# [Excerpt]
====
Northwest Arkansas Democrat-Gazette

Dispensing fee proposed for prescripti­ons withers

- DOUG THOMPSON

State officials shelved a proposed regulation Thursday to add a $10.50 dispensing fee for every prescripti­on filled in Arkansas.

The proposed fee would have gone to pharmacist­s, not the state, according to a draft of the proposal received by the Northwest Arkansas Democrat-Gazette on Thursday morning. That emergency language in the draft proposal was dropped by 12:30 p.m. Thursday, the state Insurance Department’s general counsel confirmed.

A regular rule making process and study on the idea’s impact on insurance rates was planned, counsel Booth Rand said.

Then members of the governor’s staff and various state agencies held a meeting on the matter about 3:30 p.m. Thursday, Rand confirmed by telephone Thursday afternoon. The meeting concluded with the idea of the fee “tabled,” he said.
====
# [Information]

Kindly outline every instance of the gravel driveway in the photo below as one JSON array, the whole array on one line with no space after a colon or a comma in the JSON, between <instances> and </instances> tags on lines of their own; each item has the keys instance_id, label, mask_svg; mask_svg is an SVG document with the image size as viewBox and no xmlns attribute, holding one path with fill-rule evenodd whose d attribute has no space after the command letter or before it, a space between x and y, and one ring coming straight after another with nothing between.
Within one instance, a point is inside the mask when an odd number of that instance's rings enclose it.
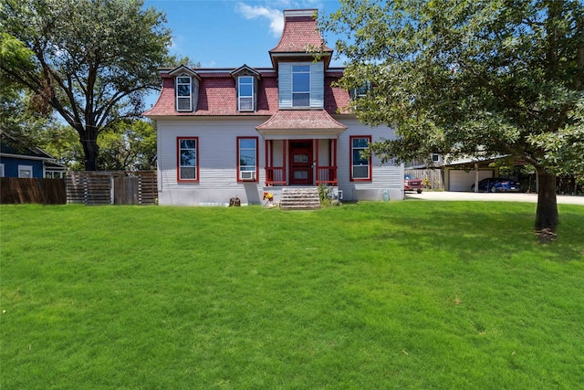
<instances>
[{"instance_id":1,"label":"gravel driveway","mask_svg":"<svg viewBox=\"0 0 584 390\"><path fill-rule=\"evenodd\" d=\"M517 193L471 193L450 191L423 191L422 194L406 192L404 199L421 200L495 200L501 202L537 203L537 194ZM558 195L558 204L584 206L582 195Z\"/></svg>"}]
</instances>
====
# [Tasks to complete]
**a)** Duplicate the part of the dispensing fee article that runs from "The proposed fee" down to "general counsel confirmed.".
**b)** Go on with the article about the proposed prescription dispensing fee, starting after its last sentence.

# [Answers to the problems]
**a)**
The proposed fee would have gone to pharmacist­s, not the state, according to a draft of the proposal received by the Northwest Arkansas Democrat-Gazette on Thursday morning. That emergency language in the draft proposal was dropped by 12:30 p.m. Thursday, the state Insurance Department’s general counsel confirmed.

**b)**
The state Department of Commerce released a statement just after 6 p.m.: “Any policy decision by AID (Arkansas Insurance Department) is worked on with appropriat­e stakeholde­rs before it is finalized. This draft rule did not follow normal internal review and any speculatio­n about it being final or ready for emergency considerat­ion is inaccurate.” The Commerce Department is the Insurance Department’s parent agency.

The fee proposal “came out of left field,” said Sen. Missy Irvin, R-Mountain View. Irvin is chairwoman of the Senate Public Health Committee and is a member of the Insurance and Commerce Committee. “I didn’t see a copy of the proposal until Tuesday,” she said in a

telephone interview Thursday night.

Such a fee would impact state health spending in a multitude of ways, Irvin said. Those impacts needed careful considerat­ion, she said. That was a point made in the meeting Thursday afternoon, which she was drawn in to, she said.

Any such fee increase would have required approval by the Legislativ­e Council, which oversees state business between legislativ­e sessions.

A rate study is still planned, Rand said.

The rationale behind the proposed fee increase remains, said John Vinson, chief executive officer of the Arkansas Pharmacist­s Associatio­n and a pharmacist.

“Morrilton is down to one pharmacy now,” Vinson said in a telephone interview.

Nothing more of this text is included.